* _Task details_
Can you retype every record below exactly as written?

* _Task data_
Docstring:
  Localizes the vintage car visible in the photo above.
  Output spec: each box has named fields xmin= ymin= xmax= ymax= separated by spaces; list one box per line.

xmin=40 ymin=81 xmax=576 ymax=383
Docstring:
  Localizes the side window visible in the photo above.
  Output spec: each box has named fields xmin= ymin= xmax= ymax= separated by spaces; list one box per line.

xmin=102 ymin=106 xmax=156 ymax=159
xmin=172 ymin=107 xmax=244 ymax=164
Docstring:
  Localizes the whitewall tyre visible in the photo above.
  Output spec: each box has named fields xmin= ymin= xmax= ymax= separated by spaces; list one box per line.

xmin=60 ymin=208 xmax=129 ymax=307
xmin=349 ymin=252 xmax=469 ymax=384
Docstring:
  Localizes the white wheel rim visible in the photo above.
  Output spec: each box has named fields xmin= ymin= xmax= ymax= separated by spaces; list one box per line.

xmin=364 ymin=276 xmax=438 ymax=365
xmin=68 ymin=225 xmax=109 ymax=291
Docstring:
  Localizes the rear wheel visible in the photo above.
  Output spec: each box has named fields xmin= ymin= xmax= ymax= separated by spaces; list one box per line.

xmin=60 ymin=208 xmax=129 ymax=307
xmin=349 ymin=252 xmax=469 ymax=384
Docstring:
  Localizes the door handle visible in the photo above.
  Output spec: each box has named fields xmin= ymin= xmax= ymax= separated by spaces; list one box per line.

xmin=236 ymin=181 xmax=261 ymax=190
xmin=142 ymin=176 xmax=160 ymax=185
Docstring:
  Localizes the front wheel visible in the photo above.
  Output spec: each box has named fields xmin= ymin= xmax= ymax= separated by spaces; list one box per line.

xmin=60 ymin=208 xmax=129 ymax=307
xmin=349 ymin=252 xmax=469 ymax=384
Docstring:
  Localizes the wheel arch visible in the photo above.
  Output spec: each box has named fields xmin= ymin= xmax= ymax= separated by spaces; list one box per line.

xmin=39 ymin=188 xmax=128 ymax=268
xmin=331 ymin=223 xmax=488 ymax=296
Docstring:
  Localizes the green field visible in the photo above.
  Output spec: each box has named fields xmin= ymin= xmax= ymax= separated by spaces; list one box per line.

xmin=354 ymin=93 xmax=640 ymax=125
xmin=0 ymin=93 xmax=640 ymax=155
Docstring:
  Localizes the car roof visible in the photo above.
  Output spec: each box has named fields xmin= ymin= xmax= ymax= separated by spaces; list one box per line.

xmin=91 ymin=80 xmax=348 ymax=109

* _Final result_
Docstring:
  Localizes the vintage car visible in the photo above.
  Output spec: each box has named fields xmin= ymin= xmax= ymax= separated by spaces; list one box per line.

xmin=40 ymin=81 xmax=576 ymax=383
Docstring:
  Localizes the side window visible in the photo above.
  Output spec: each box has named fields xmin= ymin= xmax= ymax= separated by spaces; list one box per line.

xmin=102 ymin=106 xmax=156 ymax=159
xmin=172 ymin=107 xmax=244 ymax=164
Docstring:
  Localizes the whitewall tyre visible in the photo above.
  Output spec: each box has named fields xmin= ymin= xmax= ymax= separated by spaces; list one box per line.

xmin=60 ymin=208 xmax=129 ymax=307
xmin=349 ymin=252 xmax=469 ymax=384
Docstring:
  Localizes the white wheel rim visible in the photo above.
  Output spec: each box has named fields xmin= ymin= xmax= ymax= separated by spaces; list one box per line.

xmin=364 ymin=276 xmax=438 ymax=365
xmin=68 ymin=225 xmax=109 ymax=291
Docstring:
  Localizes the rear wheel visible in the photo above.
  Output spec: each box has named fields xmin= ymin= xmax= ymax= separated by spaces; list one box per line.

xmin=60 ymin=208 xmax=129 ymax=307
xmin=349 ymin=252 xmax=469 ymax=384
Docstring:
  Localizes the door handle visible in the photo above.
  Output spec: each box has named fields xmin= ymin= xmax= ymax= separated by spaces; list one box per line.

xmin=236 ymin=181 xmax=261 ymax=190
xmin=142 ymin=176 xmax=160 ymax=185
Docstring:
  Localizes the front wheel visible in the photo above.
  Output spec: each box has named fields xmin= ymin= xmax= ymax= separated by spaces; list one box per line.

xmin=60 ymin=208 xmax=129 ymax=307
xmin=349 ymin=252 xmax=469 ymax=384
Docstring:
  Localizes the wheel arch visible in the photo above.
  Output spec: each box has named fields xmin= ymin= xmax= ymax= separated by spaces; list one box per line.

xmin=39 ymin=188 xmax=128 ymax=268
xmin=331 ymin=223 xmax=488 ymax=296
Docstring:
  Localizes the green field visible in the photo above.
  Output spec: each box has named fields xmin= ymin= xmax= ymax= separated by spaces; list one box per line.

xmin=354 ymin=93 xmax=640 ymax=125
xmin=0 ymin=93 xmax=640 ymax=155
Docstring:
  Localizes the car roof visible in the photo above.
  Output spec: each box has named fields xmin= ymin= xmax= ymax= separated by spaces; list one box per line.

xmin=91 ymin=80 xmax=348 ymax=109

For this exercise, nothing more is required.